Acção dos religiosos nasce e alimenta-se da oração comunitária
A Congregação dos Sagrados Corações (de Jesus e de Maria) está em Portugal há quase 80 anos. Contemplar, viver e anunciar a mensagem cristã é o objectivo de vida dos religiosos, que convivem com os pobres de alguns dos bairros mais remotos da Grande Lisboa.
A oração comunitária é a fonte onde os dois holandeses, dois espanhóis e dois portugueses se renovam: “A missão tem que partir da comunidade, e a comunidade alimenta a missão. Uma comunidade é como uma família: precisamos de atenção constante uns para com os outros”, diz o Pe. Henrique Scheepens, que chegou a Portugal há quase 50 anos.
“A nossa vida comunitária protege-nos e alimenta-nos. A vida de família também faz parte do nosso carisma”, observa o superior da comunidade, Pe. Luís Garcia.

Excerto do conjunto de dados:
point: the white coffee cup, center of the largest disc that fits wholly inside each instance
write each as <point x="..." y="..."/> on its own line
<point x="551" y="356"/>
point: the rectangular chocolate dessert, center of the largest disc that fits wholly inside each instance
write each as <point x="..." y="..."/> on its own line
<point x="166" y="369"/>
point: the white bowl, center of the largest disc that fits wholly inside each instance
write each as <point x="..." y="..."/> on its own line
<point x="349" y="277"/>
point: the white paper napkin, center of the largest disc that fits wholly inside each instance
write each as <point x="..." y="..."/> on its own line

◆ Tarefas a realizar:
A. Segundo o texto sobre a Congregação dos Sagrados Corações, quem é o superior da comunidade?
B. Reproduza, do texto sobre a Congregação dos Sagrados Corações, o trecho que vai de "Acção dos religiosos" a "Pe. Luís Garcia.".
Responda com base apenas no texto.

◆ Respostas esperadas:
A. O Pe. Luís Garcia.

B.
Acção dos religiosos nasce e alimenta-se da oração comunitária
A Congregação dos Sagrados Corações (de Jesus e de Maria) está em Portugal há quase 80 anos. Contemplar, viver e anunciar a mensagem cristã é o objectivo de vida dos religiosos, que convivem com os pobres de alguns dos bairros mais remotos da Grande Lisboa.
A oração comunitária é a fonte onde os dois holandeses, dois espanhóis e dois portugueses se renovam: “A missão tem que partir da comunidade, e a comunidade alimenta a missão. Uma comunidade é como uma família: precisamos de atenção constante uns para com os outros”, diz o Pe. Henrique Scheepens, que chegou a Portugal há quase 50 anos.
“A nossa vida comunitária protege-nos e alimenta-nos. A vida de família também faz parte do nosso carisma”, observa o superior da comunidade, Pe. Luís Garcia.